* Extract provided:
□ □ □ □

Growth of fungal colonies Pseudocercospora fijiensis on untreated PDA media (control) and 0.1% concentration had begun to appear on day 1 after inoculation. The growth of fungal colony with treatment of extract with 0.2% concentration was only seen on day 3 and treatment with 0.3% concentration was only seen on day 5. Cinnamon leaf extracts effectively inhibited the growth of fungal colonies in vitro on PDA media. Treatment with a concentration of 0.1% (w / v) could inhibit the growth of fungal colonies by 65.28%, whereas in treatment with 0.4% no fungal colony growth occurred. The treatment of 0.1 to 0.3% concentration of cinnamon leaf extract is fungistatic and the concentration of 0.4% cinnamon leaf extract serves as a fungicide. Damage caused by antifungal compounds contained in plant extracts can inhibit the growth of fungal colonies (fungi static) and can kill fungi (fungicide). An antimicrobial can be fungi static or fungicidal. Fungi static is a condition that describes the work of a material or a compound that inhibits the growth of fungi. This can happen because the antimicrobial concentration is too low while the fungicide is a condition that describes the work of a substance or compound that stops the growth or kills the fungus. Fungi static can be converted into fungicides by raising the concentration of an antimicrobial to a critical point, where the fungus can be killed by a fungicide.

□ □ □ □

* Data shown:

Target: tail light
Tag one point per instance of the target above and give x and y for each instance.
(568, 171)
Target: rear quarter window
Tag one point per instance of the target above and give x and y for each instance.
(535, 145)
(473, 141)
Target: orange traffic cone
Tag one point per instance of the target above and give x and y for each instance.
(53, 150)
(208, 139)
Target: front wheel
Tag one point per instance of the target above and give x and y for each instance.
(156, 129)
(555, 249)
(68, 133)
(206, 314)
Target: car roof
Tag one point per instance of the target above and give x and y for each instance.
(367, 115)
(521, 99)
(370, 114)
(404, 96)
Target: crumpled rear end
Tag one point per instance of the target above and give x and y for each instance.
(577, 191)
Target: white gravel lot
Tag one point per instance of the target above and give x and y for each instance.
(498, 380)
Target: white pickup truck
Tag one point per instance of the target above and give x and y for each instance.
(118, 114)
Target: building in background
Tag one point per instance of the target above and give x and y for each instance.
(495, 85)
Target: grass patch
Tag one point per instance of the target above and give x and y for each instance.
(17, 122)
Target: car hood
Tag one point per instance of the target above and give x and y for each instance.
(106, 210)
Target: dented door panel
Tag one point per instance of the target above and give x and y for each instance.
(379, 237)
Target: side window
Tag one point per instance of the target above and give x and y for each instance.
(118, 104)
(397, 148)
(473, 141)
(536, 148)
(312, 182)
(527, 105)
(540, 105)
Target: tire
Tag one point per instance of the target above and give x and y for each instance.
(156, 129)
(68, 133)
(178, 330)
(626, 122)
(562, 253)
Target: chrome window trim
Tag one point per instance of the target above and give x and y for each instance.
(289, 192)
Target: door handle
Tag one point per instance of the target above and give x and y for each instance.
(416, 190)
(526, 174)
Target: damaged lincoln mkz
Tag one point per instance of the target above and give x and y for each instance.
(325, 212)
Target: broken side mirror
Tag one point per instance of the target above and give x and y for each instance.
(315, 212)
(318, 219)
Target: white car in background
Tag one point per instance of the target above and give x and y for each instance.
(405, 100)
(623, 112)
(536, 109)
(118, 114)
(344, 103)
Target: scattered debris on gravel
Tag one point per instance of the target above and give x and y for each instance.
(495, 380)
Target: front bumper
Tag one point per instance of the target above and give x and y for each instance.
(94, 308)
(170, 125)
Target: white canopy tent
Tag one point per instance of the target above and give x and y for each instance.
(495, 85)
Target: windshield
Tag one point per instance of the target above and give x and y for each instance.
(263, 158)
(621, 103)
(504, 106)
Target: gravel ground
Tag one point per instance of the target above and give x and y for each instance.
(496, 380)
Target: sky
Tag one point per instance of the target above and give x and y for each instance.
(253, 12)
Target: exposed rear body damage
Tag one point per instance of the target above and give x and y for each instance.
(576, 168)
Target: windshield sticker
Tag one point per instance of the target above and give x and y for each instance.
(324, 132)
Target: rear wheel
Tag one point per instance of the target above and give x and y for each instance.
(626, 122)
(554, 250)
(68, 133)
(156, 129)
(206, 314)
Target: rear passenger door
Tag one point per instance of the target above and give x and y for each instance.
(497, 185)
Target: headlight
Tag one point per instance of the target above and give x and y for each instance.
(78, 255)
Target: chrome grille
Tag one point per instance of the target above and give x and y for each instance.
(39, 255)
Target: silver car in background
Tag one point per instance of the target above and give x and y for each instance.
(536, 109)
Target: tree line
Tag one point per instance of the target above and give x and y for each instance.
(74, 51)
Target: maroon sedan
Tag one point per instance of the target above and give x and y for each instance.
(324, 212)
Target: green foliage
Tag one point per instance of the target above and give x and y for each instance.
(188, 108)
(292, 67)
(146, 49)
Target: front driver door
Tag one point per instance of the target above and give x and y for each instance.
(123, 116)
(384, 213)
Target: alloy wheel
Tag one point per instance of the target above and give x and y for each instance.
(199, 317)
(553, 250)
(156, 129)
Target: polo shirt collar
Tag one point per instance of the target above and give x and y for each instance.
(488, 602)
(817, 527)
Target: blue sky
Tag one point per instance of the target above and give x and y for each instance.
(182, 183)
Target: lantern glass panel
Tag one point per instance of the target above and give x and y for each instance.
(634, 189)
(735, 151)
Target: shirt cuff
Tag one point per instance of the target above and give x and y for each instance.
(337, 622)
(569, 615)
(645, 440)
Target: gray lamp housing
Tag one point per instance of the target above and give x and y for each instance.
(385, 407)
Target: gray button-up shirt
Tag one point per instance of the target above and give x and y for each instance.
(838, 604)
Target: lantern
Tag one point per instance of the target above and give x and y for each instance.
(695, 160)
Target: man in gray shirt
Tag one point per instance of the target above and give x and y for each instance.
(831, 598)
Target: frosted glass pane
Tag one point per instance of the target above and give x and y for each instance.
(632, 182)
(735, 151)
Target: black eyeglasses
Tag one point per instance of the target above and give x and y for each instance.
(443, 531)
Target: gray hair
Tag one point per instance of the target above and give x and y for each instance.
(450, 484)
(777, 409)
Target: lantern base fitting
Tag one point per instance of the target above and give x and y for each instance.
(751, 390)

□ □ □ □

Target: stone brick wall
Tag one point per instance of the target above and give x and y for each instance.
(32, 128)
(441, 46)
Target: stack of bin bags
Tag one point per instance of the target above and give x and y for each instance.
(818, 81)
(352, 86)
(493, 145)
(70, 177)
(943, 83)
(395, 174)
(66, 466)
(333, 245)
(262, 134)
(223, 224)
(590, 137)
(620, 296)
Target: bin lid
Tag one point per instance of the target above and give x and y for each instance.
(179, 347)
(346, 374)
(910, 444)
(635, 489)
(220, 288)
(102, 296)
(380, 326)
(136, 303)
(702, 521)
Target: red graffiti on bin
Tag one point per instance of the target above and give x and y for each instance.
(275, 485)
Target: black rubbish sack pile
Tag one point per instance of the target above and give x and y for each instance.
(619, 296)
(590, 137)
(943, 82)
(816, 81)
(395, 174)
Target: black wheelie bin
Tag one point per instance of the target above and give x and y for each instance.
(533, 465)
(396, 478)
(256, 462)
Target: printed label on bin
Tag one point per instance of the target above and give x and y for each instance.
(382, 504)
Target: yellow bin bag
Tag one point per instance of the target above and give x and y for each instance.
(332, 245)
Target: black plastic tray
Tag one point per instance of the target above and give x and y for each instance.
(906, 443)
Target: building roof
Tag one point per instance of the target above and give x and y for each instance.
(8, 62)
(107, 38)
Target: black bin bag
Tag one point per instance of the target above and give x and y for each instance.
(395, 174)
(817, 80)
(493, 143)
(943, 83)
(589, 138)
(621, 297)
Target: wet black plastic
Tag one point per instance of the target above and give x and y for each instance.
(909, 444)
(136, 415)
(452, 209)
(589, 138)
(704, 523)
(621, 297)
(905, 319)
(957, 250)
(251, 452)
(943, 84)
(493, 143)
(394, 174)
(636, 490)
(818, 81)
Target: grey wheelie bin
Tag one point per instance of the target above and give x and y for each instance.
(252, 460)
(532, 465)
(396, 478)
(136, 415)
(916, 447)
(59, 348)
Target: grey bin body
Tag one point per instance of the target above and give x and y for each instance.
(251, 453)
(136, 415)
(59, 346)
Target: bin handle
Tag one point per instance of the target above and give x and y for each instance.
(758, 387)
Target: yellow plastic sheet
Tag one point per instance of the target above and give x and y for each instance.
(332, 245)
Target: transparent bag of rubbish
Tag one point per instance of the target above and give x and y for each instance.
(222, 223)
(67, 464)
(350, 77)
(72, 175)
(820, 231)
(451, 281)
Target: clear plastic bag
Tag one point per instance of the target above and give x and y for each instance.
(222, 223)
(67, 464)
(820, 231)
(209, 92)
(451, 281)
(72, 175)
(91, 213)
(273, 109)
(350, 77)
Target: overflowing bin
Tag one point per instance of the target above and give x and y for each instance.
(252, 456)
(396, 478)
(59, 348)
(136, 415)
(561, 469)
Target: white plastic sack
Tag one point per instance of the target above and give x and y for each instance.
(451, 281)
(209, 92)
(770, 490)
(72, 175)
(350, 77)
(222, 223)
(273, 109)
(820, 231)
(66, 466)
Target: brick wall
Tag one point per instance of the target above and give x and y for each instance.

□ □ □ □

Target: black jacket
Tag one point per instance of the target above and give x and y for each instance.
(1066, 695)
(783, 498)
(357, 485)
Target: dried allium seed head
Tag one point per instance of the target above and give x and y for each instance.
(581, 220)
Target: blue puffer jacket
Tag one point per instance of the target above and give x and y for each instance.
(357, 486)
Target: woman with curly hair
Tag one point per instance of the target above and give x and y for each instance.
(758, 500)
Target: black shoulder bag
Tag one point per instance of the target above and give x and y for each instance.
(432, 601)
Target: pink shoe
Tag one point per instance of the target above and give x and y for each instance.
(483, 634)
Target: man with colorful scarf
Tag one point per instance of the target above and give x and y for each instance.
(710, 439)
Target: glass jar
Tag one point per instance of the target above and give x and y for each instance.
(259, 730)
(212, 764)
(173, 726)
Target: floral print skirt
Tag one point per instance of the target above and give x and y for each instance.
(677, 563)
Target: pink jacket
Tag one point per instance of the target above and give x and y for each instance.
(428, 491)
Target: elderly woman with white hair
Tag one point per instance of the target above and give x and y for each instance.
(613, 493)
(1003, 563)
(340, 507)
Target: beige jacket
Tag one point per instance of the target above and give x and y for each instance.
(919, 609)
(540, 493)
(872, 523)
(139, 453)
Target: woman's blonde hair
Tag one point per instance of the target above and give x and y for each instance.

□ □ □ □

Print the whole text on cinnamon leaf extract and fungal growth, word for word. Nothing in the records matters here.

* The completed task:
Growth of fungal colonies Pseudocercospora fijiensis on untreated PDA media (control) and 0.1% concentration had begun to appear on day 1 after inoculation. The growth of fungal colony with treatment of extract with 0.2% concentration was only seen on day 3 and treatment with 0.3% concentration was only seen on day 5. Cinnamon leaf extracts effectively inhibited the growth of fungal colonies in vitro on PDA media. Treatment with a concentration of 0.1% (w / v) could inhibit the growth of fungal colonies by 65.28%, whereas in treatment with 0.4% no fungal colony growth occurred. The treatment of 0.1 to 0.3% concentration of cinnamon leaf extract is fungistatic and the concentration of 0.4% cinnamon leaf extract serves as a fungicide. Damage caused by antifungal compounds contained in plant extracts can inhibit the growth of fungal colonies (fungi static) and can kill fungi (fungicide). An antimicrobial can be fungi static or fungicidal. Fungi static is a condition that describes the work of a material or a compound that inhibits the growth of fungi. This can happen because the antimicrobial concentration is too low while the fungicide is a condition that describes the work of a substance or compound that stops the growth or kills the fungus. Fungi static can be converted into fungicides by raising the concentration of an antimicrobial to a critical point, where the fungus can be killed by a fungicide.